---------- DATASET CONTENT ----------
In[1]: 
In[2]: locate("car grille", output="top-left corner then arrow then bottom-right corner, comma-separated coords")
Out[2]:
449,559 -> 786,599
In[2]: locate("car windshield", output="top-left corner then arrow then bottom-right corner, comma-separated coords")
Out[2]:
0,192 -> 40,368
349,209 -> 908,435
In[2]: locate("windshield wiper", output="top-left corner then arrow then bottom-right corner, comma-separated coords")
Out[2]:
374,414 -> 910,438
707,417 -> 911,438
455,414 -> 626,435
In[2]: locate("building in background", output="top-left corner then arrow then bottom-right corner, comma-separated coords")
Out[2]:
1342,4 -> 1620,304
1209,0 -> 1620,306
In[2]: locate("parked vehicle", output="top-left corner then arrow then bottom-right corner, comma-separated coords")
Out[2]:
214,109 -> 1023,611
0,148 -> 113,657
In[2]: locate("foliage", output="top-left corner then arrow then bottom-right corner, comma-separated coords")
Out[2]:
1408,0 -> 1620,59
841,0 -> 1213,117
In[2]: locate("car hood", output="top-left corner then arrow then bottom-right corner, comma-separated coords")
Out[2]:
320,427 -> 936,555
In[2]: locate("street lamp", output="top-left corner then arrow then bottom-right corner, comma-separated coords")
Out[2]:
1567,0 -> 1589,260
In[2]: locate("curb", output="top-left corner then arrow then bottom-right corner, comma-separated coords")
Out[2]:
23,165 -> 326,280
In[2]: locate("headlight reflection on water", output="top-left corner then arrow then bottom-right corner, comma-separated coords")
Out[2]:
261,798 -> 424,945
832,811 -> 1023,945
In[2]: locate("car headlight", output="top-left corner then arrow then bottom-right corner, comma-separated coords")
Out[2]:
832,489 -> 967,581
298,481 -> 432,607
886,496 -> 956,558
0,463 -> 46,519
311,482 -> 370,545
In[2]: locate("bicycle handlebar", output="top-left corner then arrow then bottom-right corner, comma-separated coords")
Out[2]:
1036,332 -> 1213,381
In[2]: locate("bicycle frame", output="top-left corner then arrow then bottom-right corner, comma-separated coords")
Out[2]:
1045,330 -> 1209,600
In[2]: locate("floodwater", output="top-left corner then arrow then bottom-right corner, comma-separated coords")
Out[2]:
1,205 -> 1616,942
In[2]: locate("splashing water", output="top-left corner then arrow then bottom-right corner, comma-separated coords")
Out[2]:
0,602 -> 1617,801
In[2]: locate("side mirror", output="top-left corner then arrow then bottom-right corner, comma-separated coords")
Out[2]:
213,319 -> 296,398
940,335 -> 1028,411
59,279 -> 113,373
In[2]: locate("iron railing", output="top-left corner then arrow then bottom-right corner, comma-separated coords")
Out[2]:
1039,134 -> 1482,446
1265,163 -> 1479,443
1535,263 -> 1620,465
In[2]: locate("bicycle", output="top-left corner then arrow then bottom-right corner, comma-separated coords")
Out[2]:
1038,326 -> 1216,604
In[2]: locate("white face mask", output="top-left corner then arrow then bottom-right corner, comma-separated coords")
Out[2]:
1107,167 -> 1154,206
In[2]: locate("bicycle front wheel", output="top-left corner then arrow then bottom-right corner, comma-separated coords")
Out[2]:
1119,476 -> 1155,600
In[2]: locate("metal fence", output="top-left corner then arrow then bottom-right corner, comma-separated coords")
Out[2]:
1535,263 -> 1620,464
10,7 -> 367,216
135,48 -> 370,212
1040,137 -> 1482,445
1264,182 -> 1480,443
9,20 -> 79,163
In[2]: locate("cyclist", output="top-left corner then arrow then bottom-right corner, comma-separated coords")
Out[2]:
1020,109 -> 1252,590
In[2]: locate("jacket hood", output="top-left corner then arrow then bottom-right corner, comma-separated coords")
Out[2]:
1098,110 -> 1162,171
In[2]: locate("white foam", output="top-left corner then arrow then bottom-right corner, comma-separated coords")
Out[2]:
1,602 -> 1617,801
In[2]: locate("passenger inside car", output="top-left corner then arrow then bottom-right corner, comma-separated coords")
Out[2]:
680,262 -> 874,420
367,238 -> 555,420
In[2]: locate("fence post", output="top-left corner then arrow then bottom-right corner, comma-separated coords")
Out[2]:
----------
§ ACTIVITY:
Please give the number of lines above that contain the string "white", and nothing more.

§ TASK OUTPUT:
2